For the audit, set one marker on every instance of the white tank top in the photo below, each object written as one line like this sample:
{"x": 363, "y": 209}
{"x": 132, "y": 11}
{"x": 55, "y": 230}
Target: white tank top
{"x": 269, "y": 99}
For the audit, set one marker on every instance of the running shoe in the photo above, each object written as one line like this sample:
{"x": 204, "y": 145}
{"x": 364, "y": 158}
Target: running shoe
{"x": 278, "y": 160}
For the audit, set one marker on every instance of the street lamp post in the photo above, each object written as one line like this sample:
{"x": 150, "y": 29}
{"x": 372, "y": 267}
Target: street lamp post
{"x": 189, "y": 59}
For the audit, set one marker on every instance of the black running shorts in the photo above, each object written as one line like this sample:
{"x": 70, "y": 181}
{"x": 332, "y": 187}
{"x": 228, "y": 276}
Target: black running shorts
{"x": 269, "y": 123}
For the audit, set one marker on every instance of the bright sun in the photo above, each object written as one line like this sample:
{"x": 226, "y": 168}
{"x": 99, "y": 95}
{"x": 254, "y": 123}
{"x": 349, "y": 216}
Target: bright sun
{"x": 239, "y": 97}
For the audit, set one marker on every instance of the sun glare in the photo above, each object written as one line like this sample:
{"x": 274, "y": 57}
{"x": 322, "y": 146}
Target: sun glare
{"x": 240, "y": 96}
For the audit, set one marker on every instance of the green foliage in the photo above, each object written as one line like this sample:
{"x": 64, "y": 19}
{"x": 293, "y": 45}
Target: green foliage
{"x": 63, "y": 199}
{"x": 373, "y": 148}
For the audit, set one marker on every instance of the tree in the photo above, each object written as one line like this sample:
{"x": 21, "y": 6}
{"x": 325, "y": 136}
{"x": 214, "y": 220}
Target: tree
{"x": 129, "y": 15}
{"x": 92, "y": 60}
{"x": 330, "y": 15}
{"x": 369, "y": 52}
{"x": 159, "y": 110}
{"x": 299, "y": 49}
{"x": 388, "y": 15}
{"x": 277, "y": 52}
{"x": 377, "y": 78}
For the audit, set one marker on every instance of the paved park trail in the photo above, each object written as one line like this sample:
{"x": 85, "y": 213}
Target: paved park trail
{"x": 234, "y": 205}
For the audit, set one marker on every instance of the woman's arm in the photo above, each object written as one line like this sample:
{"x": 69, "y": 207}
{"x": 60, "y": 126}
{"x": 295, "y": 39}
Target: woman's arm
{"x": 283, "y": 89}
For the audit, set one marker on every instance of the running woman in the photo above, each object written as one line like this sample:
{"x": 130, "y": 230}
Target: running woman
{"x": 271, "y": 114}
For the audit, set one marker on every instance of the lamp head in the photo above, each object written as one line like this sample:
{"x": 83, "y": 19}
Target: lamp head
= = = =
== WHAT YOU HAVE TO DO ==
The lines from the one with "the running woman" through the final line of the data are to be reproduced exactly, both included, with no other lines.

== TASK RESPONSE ==
For the audit, set one marker on every instance of the running woman in the photo above, each object written as one line like this sample:
{"x": 130, "y": 230}
Target: running woman
{"x": 271, "y": 114}
For the audit, set one marker on every instance of the lamp head in the photo above, each object written as one line like this sample:
{"x": 83, "y": 19}
Target: lamp head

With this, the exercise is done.